What this task involves:
In the copy, include every entry exactly but none of the pictures.

Provided data:
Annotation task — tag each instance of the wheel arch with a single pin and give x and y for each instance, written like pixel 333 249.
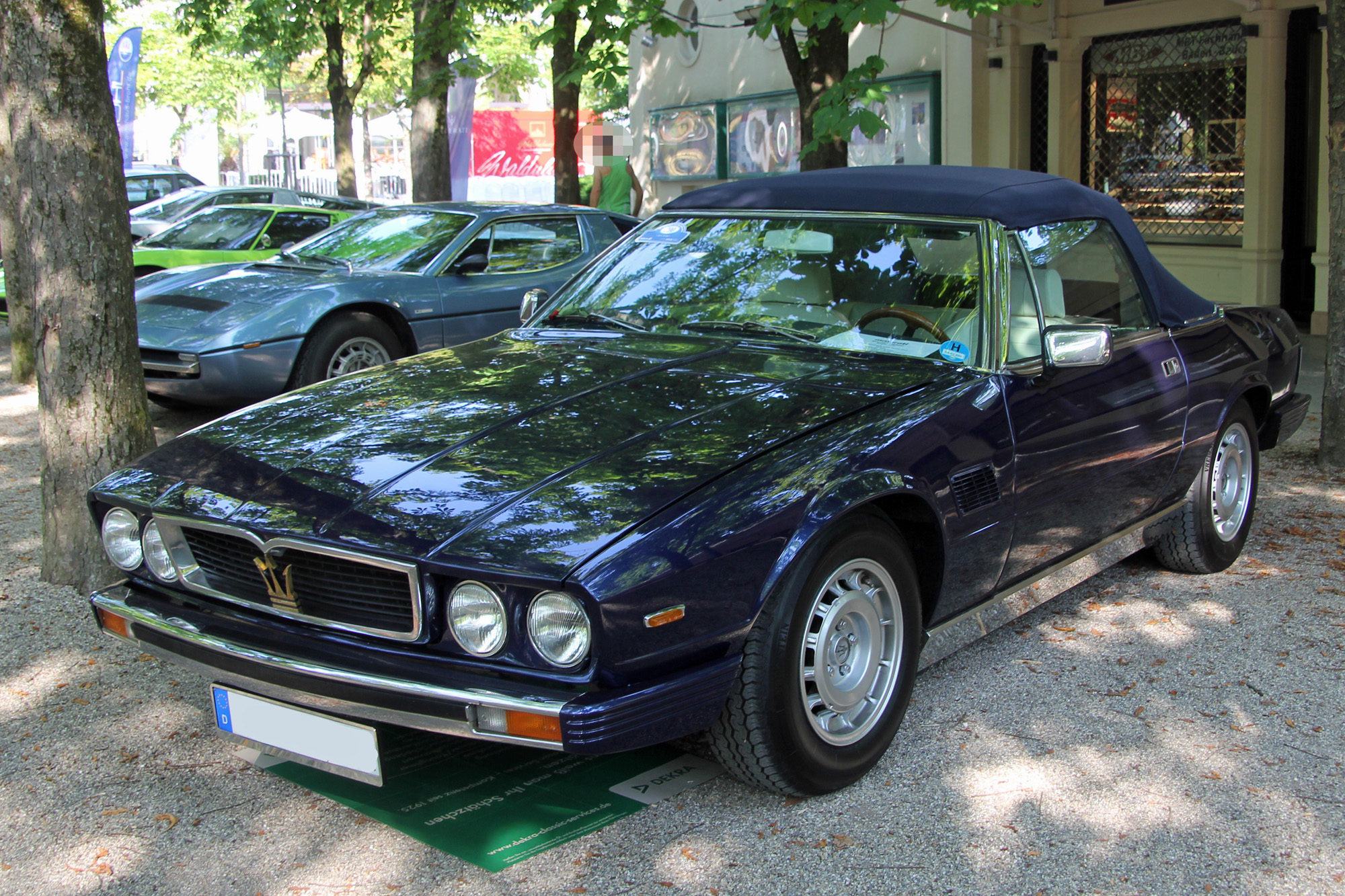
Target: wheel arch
pixel 384 313
pixel 895 497
pixel 380 310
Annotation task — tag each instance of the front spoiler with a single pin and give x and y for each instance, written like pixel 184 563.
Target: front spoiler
pixel 594 723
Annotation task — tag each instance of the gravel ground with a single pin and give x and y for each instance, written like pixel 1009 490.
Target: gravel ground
pixel 1143 733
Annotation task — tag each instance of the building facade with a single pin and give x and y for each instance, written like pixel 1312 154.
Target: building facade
pixel 1204 118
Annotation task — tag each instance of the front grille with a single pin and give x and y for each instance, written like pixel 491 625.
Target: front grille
pixel 332 588
pixel 974 489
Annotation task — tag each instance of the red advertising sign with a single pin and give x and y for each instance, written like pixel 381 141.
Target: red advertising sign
pixel 516 143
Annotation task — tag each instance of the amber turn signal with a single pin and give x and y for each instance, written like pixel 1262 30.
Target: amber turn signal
pixel 114 623
pixel 533 725
pixel 665 616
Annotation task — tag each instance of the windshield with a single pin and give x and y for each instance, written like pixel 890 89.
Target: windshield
pixel 171 208
pixel 213 229
pixel 387 240
pixel 876 286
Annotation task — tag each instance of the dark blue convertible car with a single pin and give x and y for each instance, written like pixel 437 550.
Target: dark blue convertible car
pixel 785 444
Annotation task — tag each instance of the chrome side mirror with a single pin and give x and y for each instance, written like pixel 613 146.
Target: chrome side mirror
pixel 1078 345
pixel 532 299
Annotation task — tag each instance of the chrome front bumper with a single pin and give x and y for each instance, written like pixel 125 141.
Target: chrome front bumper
pixel 194 645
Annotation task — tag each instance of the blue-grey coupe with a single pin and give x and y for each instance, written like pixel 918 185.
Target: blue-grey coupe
pixel 381 286
pixel 777 450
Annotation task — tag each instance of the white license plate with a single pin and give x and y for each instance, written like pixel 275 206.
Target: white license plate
pixel 299 735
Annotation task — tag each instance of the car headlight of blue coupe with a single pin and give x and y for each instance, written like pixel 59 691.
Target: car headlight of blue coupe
pixel 157 553
pixel 122 538
pixel 477 616
pixel 559 628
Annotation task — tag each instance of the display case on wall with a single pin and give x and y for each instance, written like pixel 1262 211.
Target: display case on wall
pixel 763 135
pixel 911 111
pixel 687 143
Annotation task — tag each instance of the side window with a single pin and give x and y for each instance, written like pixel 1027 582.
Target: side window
pixel 293 227
pixel 141 190
pixel 1083 276
pixel 518 247
pixel 1024 319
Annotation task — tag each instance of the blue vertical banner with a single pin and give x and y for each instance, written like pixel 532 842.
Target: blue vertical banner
pixel 462 103
pixel 123 65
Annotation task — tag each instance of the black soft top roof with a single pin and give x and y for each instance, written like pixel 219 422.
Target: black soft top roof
pixel 1013 198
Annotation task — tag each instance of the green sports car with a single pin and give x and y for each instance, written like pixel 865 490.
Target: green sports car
pixel 231 233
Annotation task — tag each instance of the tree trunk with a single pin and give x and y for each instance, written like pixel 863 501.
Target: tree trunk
pixel 566 104
pixel 368 153
pixel 72 235
pixel 344 108
pixel 1334 395
pixel 18 294
pixel 827 64
pixel 431 173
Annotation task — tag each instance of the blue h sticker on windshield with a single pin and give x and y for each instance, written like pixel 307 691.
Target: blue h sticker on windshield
pixel 670 233
pixel 954 352
pixel 223 716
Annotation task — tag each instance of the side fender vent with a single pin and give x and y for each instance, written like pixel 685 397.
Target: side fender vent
pixel 974 489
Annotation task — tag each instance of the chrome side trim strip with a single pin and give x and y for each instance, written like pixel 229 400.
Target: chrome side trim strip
pixel 194 577
pixel 978 622
pixel 138 616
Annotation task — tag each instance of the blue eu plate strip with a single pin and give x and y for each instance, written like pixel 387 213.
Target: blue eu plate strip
pixel 223 717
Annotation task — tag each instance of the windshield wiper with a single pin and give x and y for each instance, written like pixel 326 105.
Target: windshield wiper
pixel 592 317
pixel 748 326
pixel 329 260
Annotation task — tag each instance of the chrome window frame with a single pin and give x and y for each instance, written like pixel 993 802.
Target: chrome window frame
pixel 193 577
pixel 586 244
pixel 984 228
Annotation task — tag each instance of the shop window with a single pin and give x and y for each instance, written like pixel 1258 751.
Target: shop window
pixel 1167 128
pixel 1039 110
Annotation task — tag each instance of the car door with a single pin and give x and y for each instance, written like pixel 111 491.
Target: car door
pixel 1094 446
pixel 524 253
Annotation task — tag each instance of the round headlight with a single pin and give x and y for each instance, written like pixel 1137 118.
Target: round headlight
pixel 559 628
pixel 157 553
pixel 122 538
pixel 477 616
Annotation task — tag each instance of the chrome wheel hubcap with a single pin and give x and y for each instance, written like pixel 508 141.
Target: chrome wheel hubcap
pixel 357 354
pixel 848 663
pixel 1231 483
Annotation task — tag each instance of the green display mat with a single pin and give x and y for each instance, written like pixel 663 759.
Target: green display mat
pixel 496 805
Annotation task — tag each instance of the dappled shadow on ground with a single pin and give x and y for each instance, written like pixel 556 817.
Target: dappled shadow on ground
pixel 1145 732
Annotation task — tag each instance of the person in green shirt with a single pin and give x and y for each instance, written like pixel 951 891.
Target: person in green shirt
pixel 607 147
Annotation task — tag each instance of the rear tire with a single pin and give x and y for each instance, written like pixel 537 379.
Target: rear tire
pixel 345 343
pixel 829 666
pixel 1208 532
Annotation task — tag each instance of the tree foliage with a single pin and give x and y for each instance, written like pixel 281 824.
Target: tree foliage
pixel 833 97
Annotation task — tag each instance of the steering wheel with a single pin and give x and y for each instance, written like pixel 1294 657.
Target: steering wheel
pixel 913 318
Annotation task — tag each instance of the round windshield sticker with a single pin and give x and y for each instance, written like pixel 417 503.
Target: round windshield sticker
pixel 954 352
pixel 669 233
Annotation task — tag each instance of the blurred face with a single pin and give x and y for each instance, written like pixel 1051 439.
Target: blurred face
pixel 603 145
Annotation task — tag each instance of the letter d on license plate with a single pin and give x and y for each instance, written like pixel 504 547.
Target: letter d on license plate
pixel 298 735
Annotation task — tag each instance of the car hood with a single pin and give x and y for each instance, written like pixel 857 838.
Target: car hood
pixel 509 454
pixel 200 309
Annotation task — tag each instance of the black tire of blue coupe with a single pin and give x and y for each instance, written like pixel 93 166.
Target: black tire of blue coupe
pixel 763 736
pixel 1188 538
pixel 332 334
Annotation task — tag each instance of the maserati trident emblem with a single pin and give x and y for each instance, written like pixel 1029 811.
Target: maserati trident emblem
pixel 280 585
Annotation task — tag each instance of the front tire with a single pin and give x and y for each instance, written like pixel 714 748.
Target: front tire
pixel 829 666
pixel 345 343
pixel 1208 532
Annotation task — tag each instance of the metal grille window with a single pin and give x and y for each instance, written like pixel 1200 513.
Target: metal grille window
pixel 1167 128
pixel 1039 111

Full response:
Annotation task — tag each instance of the wheel arch with a single pin and give x and y for each instance, written like pixel 333 249.
Target: wheel arch
pixel 384 313
pixel 895 497
pixel 380 310
Annotation task — tag each instance of the front spoiler with a single pin and give x and y for each instance, written like pixel 184 563.
Target: front spoiler
pixel 594 723
Annotation task — tag each instance of the gravel ground with a single pin and give x and y for each instance, written like pixel 1009 490.
Target: gravel ground
pixel 1143 733
Annotation task — tag each instance of the building facade with a single pin and give x and y for each instance, written like pixel 1312 154.
Target: building facade
pixel 1204 118
Annotation task — tag each instance of the front grille with a single pin and give x and y for each instance, written like pixel 491 625.
Target: front grille
pixel 332 588
pixel 974 489
Annotation task — tag each instance of the red advertising sign with a single pin and give x and y for each instance, written like pixel 381 141.
Target: red advertising sign
pixel 516 143
Annotation task — tag each instance of the amber turn signal with a single pin and give x and y for each instance, written like pixel 1262 30.
Target: amber turn signal
pixel 114 623
pixel 533 725
pixel 665 616
Annotation task — tag each instance of the windshield with a single pin and give x and y for each instance, written like pixel 890 89.
Target: windshield
pixel 171 208
pixel 213 229
pixel 387 240
pixel 876 286
Annotation task — tag each instance of the dark blue convertible car with a single pin and give x and y for each instance, written like pixel 437 550.
Target: dark blue convertible car
pixel 785 444
Annotation task — tag each instance of the chrome side mirror with a single pin and give x and y for each instance, written like pixel 613 146.
Target: chrome side mirror
pixel 1078 345
pixel 532 299
Annotation task — tag each instance of the chrome front bumper with a single pin and give x and y for each instance, written like pixel 125 141.
Target: chrome front bumper
pixel 194 645
Annotation task — tag each instance of the blue-grey coupe with a single pin and give x and y for each instance, written like pixel 918 185.
Target: blue-grey coupe
pixel 381 286
pixel 777 450
Annotation task — tag each instance of the white license plate with a single pin and give x and y for each instance, written like pixel 275 206.
Target: white license plate
pixel 299 735
Annotation task — tag each instance of the car headlight of blue coupe with a single pin and give x and y for each instance, written like pixel 59 691.
Target: car headlight of blue coupe
pixel 157 553
pixel 122 538
pixel 477 616
pixel 559 628
Annotation task — tag each instance of the display case on wall with a single pin and give x and y for each instance, written like pixel 1262 211.
Target: display case on wall
pixel 763 135
pixel 911 111
pixel 687 143
Annotation task — tag each instance of the side window with a single pin and give x and y for each instance, written like pixel 1027 582.
Target: side window
pixel 293 227
pixel 141 190
pixel 1083 276
pixel 518 247
pixel 1024 319
Annotation task — tag each instance of the blue vertical banner with a single pin and give x and y for each instance, written like pixel 532 842.
Target: blue vertical banner
pixel 462 103
pixel 123 65
Annotation task — tag each instance of the black soft top roof with a single pin and give x and y for each instance, written like pixel 219 422.
Target: black soft top roof
pixel 1013 198
Annotation task — tag each instance of the green sports car with a single pin and give x and y for each instance, written like pixel 865 490.
Target: green sports car
pixel 231 233
Annotation task — tag each instance of the tree trunk with a single pin and give x and y for each instance, written like pixel 863 501.
Target: tree trunk
pixel 566 104
pixel 368 153
pixel 72 235
pixel 344 108
pixel 1334 395
pixel 18 294
pixel 827 64
pixel 431 173
Annotation task — tag each instance of the blue h sticker on windshield with a single pin and give x and y for each instance, written like pixel 307 691.
Target: blue h sticker on windshield
pixel 670 233
pixel 954 352
pixel 223 716
Annotation task — tag each instance of the side fender vent with a single pin and give x and y for each instance, written like pixel 685 397.
Target: side fender vent
pixel 974 489
Annotation task — tag each instance of the chrome side trim strip with a single pin and give x and y for each instance, written like pixel 229 400.
Target: chrome side trim strip
pixel 194 577
pixel 978 622
pixel 138 616
Annotation task — tag each instance of the blue eu plate strip with a single pin and give x and y for each instance, written like pixel 387 213.
Target: blue eu plate strip
pixel 223 717
Annotation task — tag each instance of the windshield wiper with a single pin and give x and y for each instance, written like pixel 326 105.
Target: windshield wiper
pixel 592 317
pixel 748 326
pixel 329 260
Annotation task — tag each instance of the chrome window frame with a single pin and give x and y for each instance, written like pixel 993 802.
Target: chrome window frame
pixel 193 577
pixel 586 244
pixel 984 228
Annotation task — tag each instance of the shop window with a single pin and give x and y for each instance, written like pixel 1258 751.
Target: shop window
pixel 1167 128
pixel 1039 110
Annotation task — tag each instance of the car door with a single pin and give x and y for each instance, written like pixel 111 491.
Target: car door
pixel 1094 446
pixel 524 253
Annotation task — tag each instance of the round headlight with a single pin and give x and y for each instance, written like pixel 1137 118.
Target: round headlight
pixel 559 628
pixel 157 553
pixel 122 538
pixel 477 616
Annotation task — tag each instance of the chrome wheel hubcap with a single pin and give x and y for each instance, written like pixel 508 141.
Target: chrome wheel hubcap
pixel 357 354
pixel 848 663
pixel 1231 483
Annotation task — tag each instance of the green display mat with a single pin and give x and y for each instance, written like pixel 663 759.
Target: green display mat
pixel 496 805
Annotation task — tag each instance of the dappled shadow on ground with a single pin and give x and y for each instance, written like pixel 556 817.
Target: dappled shadow on ground
pixel 1145 732
Annotation task — tag each instance of the person in green shirt with a single pin and give x and y for each instance, written like pixel 951 891.
Target: person in green shirt
pixel 607 147
Annotation task — tag each instance of the rear tire with a single pin and give x and y for each instance, written like pixel 537 379.
Target: rear tire
pixel 345 343
pixel 829 666
pixel 1208 532
Annotation task — tag each instance of the tree foliage with a single pin and give x and y for each instance, written like pixel 281 824.
Target: tree foliage
pixel 833 97
Annotation task — tag each instance of the steering wheel with a single pin and give x and y for each instance, written like pixel 1294 657.
Target: steering wheel
pixel 913 318
Annotation task — tag each instance of the round windshield sticker with a single pin and give x and y for each instance, written like pixel 417 503.
Target: round windshield sticker
pixel 954 352
pixel 669 233
Annotation task — tag each instance of the blurred face with a single pin and give x and y for each instance, written like pixel 1051 439.
Target: blurred face
pixel 603 145
Annotation task — tag each instance of the letter d on license plate with a single pin and give x and y for each instance, written like pixel 504 547.
Target: letter d on license plate
pixel 298 735
Annotation task — tag each instance of the car hood with a single pin and give x and y for each instance, written like pixel 857 838.
Target: car hood
pixel 509 454
pixel 200 309
Annotation task — tag each instance of the black tire of blue coupe with a single pin and give x and y for each instance, written like pixel 93 166.
Target: black tire of blue coupe
pixel 763 736
pixel 1188 538
pixel 332 334
Annotation task — tag each instance of the maserati trident emblem with a single pin and give x and y for each instance, written like pixel 1029 811.
Target: maserati trident emblem
pixel 280 585
Annotation task — tag each instance of the front tire with a single pin and give x and y for each instance, written like pixel 714 748.
Target: front tire
pixel 829 666
pixel 345 343
pixel 1208 532
Annotation task — tag each instance of the metal grille window with a single pin and give x and y for each instance, written like pixel 1200 513.
Target: metal grille window
pixel 1167 128
pixel 1039 111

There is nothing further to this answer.